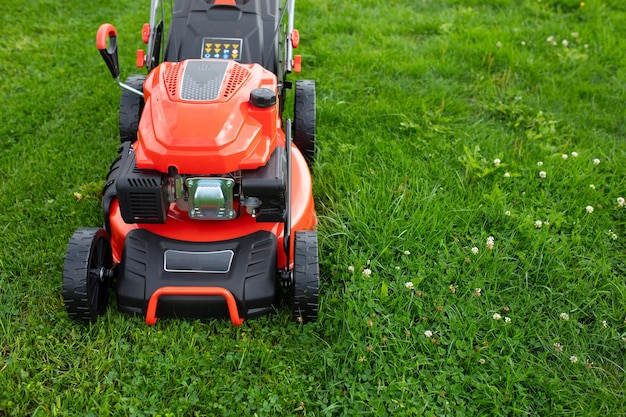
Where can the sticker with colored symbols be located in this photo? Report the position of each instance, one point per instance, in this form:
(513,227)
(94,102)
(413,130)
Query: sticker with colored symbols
(222,48)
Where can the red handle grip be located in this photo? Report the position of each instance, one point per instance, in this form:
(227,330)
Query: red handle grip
(105,31)
(109,54)
(151,318)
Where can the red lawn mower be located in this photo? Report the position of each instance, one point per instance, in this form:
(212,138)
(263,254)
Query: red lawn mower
(208,208)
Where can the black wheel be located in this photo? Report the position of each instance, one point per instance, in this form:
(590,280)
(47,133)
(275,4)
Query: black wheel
(87,274)
(304,118)
(306,277)
(131,106)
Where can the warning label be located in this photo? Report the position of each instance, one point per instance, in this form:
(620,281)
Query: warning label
(222,48)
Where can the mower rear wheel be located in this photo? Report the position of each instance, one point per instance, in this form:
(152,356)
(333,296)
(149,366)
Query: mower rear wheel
(304,118)
(131,106)
(87,274)
(306,277)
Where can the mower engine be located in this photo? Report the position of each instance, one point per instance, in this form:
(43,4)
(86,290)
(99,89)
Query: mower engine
(194,157)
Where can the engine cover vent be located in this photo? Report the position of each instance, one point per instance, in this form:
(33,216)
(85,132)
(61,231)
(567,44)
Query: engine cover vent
(202,80)
(238,76)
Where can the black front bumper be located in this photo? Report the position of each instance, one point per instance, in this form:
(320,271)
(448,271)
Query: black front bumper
(245,266)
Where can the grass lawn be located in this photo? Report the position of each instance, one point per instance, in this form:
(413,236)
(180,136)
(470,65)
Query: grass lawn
(469,186)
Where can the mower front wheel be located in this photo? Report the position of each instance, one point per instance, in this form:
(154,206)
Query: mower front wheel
(87,274)
(306,275)
(131,106)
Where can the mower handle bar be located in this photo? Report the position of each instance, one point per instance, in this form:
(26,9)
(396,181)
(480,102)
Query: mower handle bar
(109,53)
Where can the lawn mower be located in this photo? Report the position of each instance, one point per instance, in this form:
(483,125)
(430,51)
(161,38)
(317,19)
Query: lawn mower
(208,207)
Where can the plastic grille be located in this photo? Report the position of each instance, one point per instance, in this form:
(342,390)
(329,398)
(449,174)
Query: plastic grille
(172,78)
(238,76)
(202,80)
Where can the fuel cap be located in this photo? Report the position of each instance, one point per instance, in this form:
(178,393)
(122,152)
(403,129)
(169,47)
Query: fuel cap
(262,98)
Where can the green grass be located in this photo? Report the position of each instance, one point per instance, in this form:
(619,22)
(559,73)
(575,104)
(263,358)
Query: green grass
(416,100)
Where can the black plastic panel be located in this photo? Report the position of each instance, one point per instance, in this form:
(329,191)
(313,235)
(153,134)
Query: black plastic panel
(251,277)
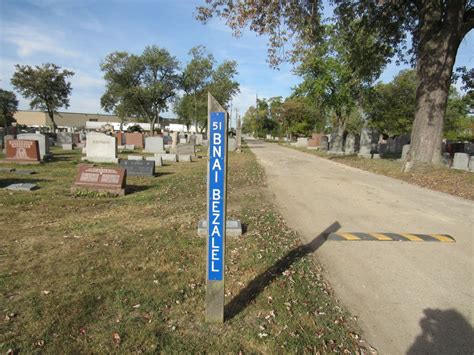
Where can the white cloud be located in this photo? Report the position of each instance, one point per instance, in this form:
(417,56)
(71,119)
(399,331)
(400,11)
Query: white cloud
(30,40)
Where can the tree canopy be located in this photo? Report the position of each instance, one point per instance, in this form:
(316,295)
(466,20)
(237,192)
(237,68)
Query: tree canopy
(8,107)
(46,86)
(199,77)
(141,85)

#####

Can you give every line of the records above as a numbered list, leaving out blank lines and the pictures?

- SOLUTION TO THIS EXERCISE
1. Where can the sticker with colored symbols be located in this photo? Report the position of each instance, one point per instance, in this form:
2. (513,227)
3. (94,102)
4. (413,130)
5. Query: sticker with colored symbols
6. (222,48)
7. Where can the red handle grip be located in this photo? Report the position of each instance, one point per instance, in this form:
8. (227,330)
9. Query: red handle grip
10. (105,31)
11. (109,54)
12. (151,318)
13. Where can the red lawn mower be located in this photo? Report the position of each instance, one point per instance, in this form:
14. (212,138)
15. (263,254)
16. Query: red lawn mower
17. (208,208)
18. Where can the black wheel be located in this photo? Report the position of each instance, one point per instance, in this form:
19. (590,280)
20. (47,133)
21. (275,4)
22. Query: black wheel
23. (87,274)
24. (304,118)
25. (306,277)
26. (131,106)
27. Where can the warning label be located in this photo? Report the position of each instance, one point per instance, in this form:
28. (620,281)
29. Query: warning label
30. (222,48)
31. Where can the mower rear wheel be located in this photo? Report the position of each instance, one point per instance, in this form:
32. (152,356)
33. (333,296)
34. (149,366)
35. Query: mower rear wheel
36. (304,118)
37. (131,106)
38. (87,274)
39. (306,277)
40. Where can the mower engine be located in this photo? Report the position of each instance, one point per instance, in this form:
41. (43,4)
42. (86,290)
43. (99,89)
44. Query: mower engine
45. (194,157)
46. Where can the engine cover vent be located in this photo? Report the position of each instance, one point per instance, in this form:
47. (33,216)
48. (85,132)
49. (61,231)
50. (567,44)
51. Query: engine cover vent
52. (202,80)
53. (238,76)
54. Where can the black front bumper be located in this photo? Report the position of each instance, one point per instance, in this form:
55. (320,271)
56. (448,271)
57. Query: black front bumper
58. (245,266)
59. Where can the grass lawn be located in this photo? Report the position of each instance, one point per instance, in this form:
60. (413,236)
61. (180,136)
62. (470,65)
63. Query: grass lawn
64. (469,186)
65. Where can the mower front wheel be located in this photo? Report the position of each instance, one point per instance, in this form:
66. (154,206)
67. Query: mower front wheel
68. (87,274)
69. (306,275)
70. (131,106)
71. Where can the mower handle bar be located in this photo? Report the position of each instance, one point per instance, in this form:
72. (26,9)
73. (396,181)
74. (480,102)
75. Query: mower handle bar
76. (109,53)
77. Where can the lawn mower be located in this photo? Report the position of each instance, one point per instance, in this form:
78. (483,125)
79. (430,51)
80. (161,38)
81. (317,19)
82. Query: lawn mower
83. (208,207)
84. Where can the plastic grille be located in this photo? Report the position of each instance, one point per instance, in this form:
85. (342,390)
86. (329,398)
87. (449,174)
88. Query: plastic grille
89. (172,78)
90. (238,76)
91. (202,80)
92. Where can the fuel cap be located in this photo? Report the position of each instance, one point per instance, in this form:
93. (178,393)
94. (122,152)
95. (403,129)
96. (169,47)
97. Query: fuel cap
98. (262,98)
99. Where can the green grass be located in this photo? Report the position of each instance, one point per instance, in this form:
100. (619,22)
101. (559,73)
102. (575,104)
103. (263,358)
104. Query: green grass
105. (416,100)
106. Where can the black plastic panel be located in this photo? Report the position of each instance, one point per instance, in this form:
107. (329,191)
108. (313,235)
109. (153,134)
110. Query: black plastic panel
111. (251,277)
112. Where can the white cloud be located in this photo? Report the position of each instance, one point per instance, in this form:
113. (417,56)
114. (71,119)
115. (399,331)
116. (400,11)
117. Query: white cloud
118. (30,40)
119. Where can the tree canopy be located in this photo? Report the position of each instance, one point per instance, in this form:
120. (316,295)
121. (466,20)
122. (237,192)
123. (237,68)
124. Query: tree canopy
125. (8,107)
126. (46,86)
127. (199,77)
128. (141,85)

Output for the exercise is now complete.